## What this task involves
Reproduce the records from their beginning through the line that contains "POLYGON ((372 329, 371", substituting "outer boundary" for "exterior ring" and leaving everything else unaltered.

## Rows
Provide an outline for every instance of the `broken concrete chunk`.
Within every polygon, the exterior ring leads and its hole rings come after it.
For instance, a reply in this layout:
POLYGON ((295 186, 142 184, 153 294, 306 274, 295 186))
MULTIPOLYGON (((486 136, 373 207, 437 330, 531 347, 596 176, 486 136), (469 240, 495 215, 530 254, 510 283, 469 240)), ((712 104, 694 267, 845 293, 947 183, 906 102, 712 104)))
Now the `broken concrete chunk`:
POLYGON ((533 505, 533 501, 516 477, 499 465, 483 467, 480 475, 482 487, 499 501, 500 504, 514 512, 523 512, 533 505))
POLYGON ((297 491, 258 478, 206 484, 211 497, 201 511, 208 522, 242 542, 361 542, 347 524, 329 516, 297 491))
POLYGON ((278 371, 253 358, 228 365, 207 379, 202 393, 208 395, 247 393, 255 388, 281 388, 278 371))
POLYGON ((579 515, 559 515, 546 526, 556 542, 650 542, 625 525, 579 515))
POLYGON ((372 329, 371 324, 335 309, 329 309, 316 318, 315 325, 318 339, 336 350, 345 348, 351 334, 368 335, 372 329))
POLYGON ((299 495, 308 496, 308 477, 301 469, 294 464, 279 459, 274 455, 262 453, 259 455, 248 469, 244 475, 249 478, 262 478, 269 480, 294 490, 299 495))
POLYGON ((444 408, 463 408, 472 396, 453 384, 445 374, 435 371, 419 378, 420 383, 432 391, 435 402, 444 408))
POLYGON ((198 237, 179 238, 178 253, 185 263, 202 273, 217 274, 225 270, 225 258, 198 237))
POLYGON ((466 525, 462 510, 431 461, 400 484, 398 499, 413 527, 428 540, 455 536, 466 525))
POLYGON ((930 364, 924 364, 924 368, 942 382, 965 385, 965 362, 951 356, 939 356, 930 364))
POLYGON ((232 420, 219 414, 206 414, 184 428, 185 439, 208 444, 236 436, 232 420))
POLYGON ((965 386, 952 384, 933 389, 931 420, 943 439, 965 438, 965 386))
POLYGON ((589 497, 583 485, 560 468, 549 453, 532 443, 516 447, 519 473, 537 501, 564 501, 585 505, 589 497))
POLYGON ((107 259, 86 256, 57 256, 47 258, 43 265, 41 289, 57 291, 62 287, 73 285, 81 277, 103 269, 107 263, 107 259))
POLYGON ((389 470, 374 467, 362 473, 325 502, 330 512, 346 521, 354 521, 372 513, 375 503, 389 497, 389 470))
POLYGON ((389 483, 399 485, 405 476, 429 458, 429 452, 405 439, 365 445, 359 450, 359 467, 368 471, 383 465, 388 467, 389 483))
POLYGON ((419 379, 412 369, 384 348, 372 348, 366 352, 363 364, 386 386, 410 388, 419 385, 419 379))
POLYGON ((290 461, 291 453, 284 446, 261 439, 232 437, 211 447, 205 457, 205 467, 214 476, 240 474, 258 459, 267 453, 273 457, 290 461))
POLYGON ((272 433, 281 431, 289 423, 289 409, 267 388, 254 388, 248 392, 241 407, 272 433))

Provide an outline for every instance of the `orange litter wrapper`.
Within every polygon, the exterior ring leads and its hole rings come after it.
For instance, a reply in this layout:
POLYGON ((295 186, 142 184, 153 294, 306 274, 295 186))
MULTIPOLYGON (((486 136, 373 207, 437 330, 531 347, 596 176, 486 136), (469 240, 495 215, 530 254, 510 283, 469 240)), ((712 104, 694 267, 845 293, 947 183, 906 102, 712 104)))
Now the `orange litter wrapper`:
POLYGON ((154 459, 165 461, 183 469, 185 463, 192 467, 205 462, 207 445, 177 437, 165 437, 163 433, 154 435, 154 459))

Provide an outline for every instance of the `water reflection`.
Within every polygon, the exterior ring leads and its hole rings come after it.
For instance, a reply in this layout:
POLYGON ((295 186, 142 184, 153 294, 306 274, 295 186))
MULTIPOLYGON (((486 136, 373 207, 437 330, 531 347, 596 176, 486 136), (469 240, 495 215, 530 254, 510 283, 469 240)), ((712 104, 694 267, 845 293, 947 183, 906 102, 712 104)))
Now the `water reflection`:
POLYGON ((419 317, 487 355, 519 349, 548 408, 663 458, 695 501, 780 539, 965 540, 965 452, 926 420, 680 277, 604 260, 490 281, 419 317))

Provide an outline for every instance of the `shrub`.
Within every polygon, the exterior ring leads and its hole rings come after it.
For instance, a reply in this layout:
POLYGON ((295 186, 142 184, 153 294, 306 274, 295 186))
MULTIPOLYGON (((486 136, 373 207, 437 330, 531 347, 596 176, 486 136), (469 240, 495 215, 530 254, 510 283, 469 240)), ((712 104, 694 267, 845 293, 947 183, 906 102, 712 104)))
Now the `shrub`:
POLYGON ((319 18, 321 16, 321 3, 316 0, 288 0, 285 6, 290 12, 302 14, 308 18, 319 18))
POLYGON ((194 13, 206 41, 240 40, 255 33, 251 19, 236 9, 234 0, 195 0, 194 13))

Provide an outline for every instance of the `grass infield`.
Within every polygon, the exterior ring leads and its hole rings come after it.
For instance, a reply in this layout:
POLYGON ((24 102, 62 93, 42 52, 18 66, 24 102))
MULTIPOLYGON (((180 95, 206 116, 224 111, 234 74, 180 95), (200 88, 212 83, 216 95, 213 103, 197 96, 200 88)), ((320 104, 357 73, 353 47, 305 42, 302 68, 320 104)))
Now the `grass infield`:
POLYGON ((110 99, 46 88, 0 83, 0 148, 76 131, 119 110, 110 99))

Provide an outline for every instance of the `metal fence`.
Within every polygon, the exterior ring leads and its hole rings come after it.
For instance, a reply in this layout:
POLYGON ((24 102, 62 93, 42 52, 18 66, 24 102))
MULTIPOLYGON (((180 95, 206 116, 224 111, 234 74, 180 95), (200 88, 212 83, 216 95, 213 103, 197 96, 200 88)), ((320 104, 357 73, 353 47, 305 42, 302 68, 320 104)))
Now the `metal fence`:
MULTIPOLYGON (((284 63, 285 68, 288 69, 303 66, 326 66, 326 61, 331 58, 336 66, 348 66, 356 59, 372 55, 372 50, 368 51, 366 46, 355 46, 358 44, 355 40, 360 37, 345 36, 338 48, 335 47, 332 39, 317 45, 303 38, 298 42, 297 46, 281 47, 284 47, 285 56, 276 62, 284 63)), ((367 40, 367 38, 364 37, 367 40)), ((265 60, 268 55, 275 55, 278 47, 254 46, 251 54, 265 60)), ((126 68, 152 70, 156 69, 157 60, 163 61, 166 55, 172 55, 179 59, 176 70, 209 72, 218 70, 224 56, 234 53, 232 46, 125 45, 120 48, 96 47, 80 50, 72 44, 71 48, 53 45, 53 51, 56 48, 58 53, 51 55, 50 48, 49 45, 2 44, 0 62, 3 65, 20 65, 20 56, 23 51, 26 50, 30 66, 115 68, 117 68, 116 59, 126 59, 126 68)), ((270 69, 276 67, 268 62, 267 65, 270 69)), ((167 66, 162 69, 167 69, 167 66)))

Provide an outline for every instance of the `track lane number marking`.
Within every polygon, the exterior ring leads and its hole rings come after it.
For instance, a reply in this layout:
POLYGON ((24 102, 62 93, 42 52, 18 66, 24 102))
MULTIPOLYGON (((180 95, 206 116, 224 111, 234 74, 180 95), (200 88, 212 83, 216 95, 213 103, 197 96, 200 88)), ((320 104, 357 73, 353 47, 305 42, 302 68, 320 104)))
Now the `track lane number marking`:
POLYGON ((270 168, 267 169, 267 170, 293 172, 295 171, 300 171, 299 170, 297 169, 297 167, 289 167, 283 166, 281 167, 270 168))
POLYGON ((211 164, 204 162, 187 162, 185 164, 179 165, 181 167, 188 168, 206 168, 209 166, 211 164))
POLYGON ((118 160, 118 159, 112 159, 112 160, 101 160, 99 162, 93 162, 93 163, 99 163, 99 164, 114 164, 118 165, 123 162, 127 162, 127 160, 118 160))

## Problem solution
Provide an outline for every instance of the `broken concrete chunk`.
Within every polygon, the outer boundary leads and its hole rings come after it.
For instance, a reply in this layout:
POLYGON ((295 186, 142 184, 153 294, 306 274, 295 186))
MULTIPOLYGON (((486 136, 373 207, 437 330, 531 347, 596 176, 486 136), (469 240, 495 215, 530 254, 510 283, 469 240)), ((712 104, 694 267, 845 293, 947 183, 906 102, 712 104)))
Now the `broken concrete chunk`:
POLYGON ((533 505, 533 501, 516 477, 499 465, 483 467, 480 475, 482 487, 499 501, 500 504, 514 512, 523 512, 533 505))
POLYGON ((297 491, 258 478, 206 484, 211 497, 201 511, 208 522, 242 542, 361 542, 347 524, 329 516, 297 491))
POLYGON ((278 371, 253 358, 228 365, 207 379, 202 393, 208 395, 247 393, 255 388, 281 388, 278 371))
POLYGON ((579 515, 559 515, 546 526, 556 542, 650 542, 625 525, 579 515))
POLYGON ((372 329, 371 324, 335 309, 329 309, 316 318, 315 325, 318 339, 336 350, 345 348, 351 334, 368 335, 372 329))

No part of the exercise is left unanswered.